■ **Exercise objective**
Copy out the items below, replacing each occurrence of "sample output" with "reference output" and changing nothing else.
* Start Data shown *
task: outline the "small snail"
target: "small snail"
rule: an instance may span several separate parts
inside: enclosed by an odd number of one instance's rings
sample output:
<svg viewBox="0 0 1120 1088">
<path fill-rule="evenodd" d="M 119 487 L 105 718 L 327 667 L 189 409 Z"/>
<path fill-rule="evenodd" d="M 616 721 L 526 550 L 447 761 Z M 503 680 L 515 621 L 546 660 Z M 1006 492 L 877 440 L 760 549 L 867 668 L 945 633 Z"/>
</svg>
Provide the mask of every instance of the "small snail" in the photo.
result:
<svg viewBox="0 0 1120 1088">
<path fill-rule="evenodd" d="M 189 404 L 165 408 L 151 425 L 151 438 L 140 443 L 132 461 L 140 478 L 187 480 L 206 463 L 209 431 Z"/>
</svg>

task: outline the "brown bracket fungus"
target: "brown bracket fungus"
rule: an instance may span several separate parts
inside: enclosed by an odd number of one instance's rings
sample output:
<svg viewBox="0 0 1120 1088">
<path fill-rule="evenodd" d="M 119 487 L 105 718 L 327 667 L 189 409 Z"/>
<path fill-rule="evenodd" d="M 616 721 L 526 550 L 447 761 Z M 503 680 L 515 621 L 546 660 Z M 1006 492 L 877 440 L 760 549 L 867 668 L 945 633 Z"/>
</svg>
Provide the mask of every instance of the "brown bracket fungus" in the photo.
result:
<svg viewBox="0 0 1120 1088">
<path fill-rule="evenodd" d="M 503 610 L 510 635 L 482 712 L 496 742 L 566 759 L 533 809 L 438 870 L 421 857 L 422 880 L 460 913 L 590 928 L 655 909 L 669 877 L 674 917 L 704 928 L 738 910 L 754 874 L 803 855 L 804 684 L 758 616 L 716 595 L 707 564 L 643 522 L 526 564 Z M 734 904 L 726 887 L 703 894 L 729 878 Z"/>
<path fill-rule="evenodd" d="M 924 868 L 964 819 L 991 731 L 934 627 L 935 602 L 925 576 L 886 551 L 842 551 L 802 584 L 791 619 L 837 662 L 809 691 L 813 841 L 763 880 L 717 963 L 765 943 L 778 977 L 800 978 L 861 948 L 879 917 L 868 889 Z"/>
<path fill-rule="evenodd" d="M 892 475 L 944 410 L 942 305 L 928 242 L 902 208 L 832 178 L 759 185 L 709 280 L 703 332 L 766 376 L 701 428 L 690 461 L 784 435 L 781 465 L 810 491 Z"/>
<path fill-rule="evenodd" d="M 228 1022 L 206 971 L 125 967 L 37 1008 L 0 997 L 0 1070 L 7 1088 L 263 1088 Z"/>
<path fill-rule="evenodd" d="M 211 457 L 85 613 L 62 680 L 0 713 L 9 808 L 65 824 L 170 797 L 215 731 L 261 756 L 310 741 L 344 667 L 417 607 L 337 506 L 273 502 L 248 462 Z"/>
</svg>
* End Data shown *
■ **Full output**
task: outline the "small snail"
target: "small snail"
rule: an instance may span several separate parts
inside: enclosed by an odd number of one instance's rings
reference output:
<svg viewBox="0 0 1120 1088">
<path fill-rule="evenodd" d="M 119 487 L 105 718 L 327 667 L 189 409 Z"/>
<path fill-rule="evenodd" d="M 616 721 L 526 550 L 447 761 Z M 503 680 L 515 621 L 546 660 Z M 1006 492 L 877 440 L 760 549 L 867 668 L 945 633 Z"/>
</svg>
Provide the mask of every instance of the "small snail" in the photo.
result:
<svg viewBox="0 0 1120 1088">
<path fill-rule="evenodd" d="M 189 404 L 165 408 L 151 425 L 151 438 L 140 443 L 132 461 L 140 478 L 187 480 L 206 463 L 209 431 Z"/>
</svg>

task: outline the "brown bracket fungus"
target: "brown bracket fungus"
rule: an instance may span several separate parts
inside: enclosed by an odd number of one instance's rings
reference output:
<svg viewBox="0 0 1120 1088">
<path fill-rule="evenodd" d="M 119 487 L 105 718 L 327 667 L 189 409 Z"/>
<path fill-rule="evenodd" d="M 616 721 L 526 550 L 447 761 Z M 503 680 L 515 621 L 546 660 Z M 1006 492 L 877 440 L 760 549 L 867 668 L 945 633 Z"/>
</svg>
Provide the mask of every instance of the "brown bracket fungus" in the photo.
result:
<svg viewBox="0 0 1120 1088">
<path fill-rule="evenodd" d="M 503 610 L 510 635 L 482 712 L 496 742 L 566 759 L 533 809 L 438 870 L 421 857 L 422 880 L 460 913 L 590 928 L 655 909 L 669 877 L 674 917 L 704 928 L 738 910 L 754 874 L 803 855 L 804 684 L 758 616 L 716 595 L 707 564 L 643 522 L 526 564 Z M 734 904 L 726 887 L 703 894 L 729 878 Z"/>
<path fill-rule="evenodd" d="M 924 868 L 964 819 L 991 731 L 934 627 L 935 602 L 925 576 L 886 551 L 842 551 L 802 584 L 791 619 L 837 662 L 809 691 L 813 841 L 763 880 L 717 963 L 765 943 L 778 977 L 800 978 L 861 948 L 879 917 L 868 889 Z"/>
<path fill-rule="evenodd" d="M 892 475 L 944 410 L 942 305 L 928 242 L 902 208 L 832 178 L 759 185 L 709 280 L 703 332 L 766 376 L 701 428 L 690 461 L 784 435 L 781 465 L 810 491 Z"/>
<path fill-rule="evenodd" d="M 228 1022 L 206 971 L 125 967 L 37 1008 L 0 997 L 0 1070 L 7 1088 L 263 1088 Z"/>
<path fill-rule="evenodd" d="M 211 457 L 85 613 L 62 680 L 0 713 L 9 808 L 65 824 L 170 797 L 215 731 L 261 756 L 310 741 L 344 667 L 417 607 L 337 506 L 273 502 L 248 462 Z"/>
</svg>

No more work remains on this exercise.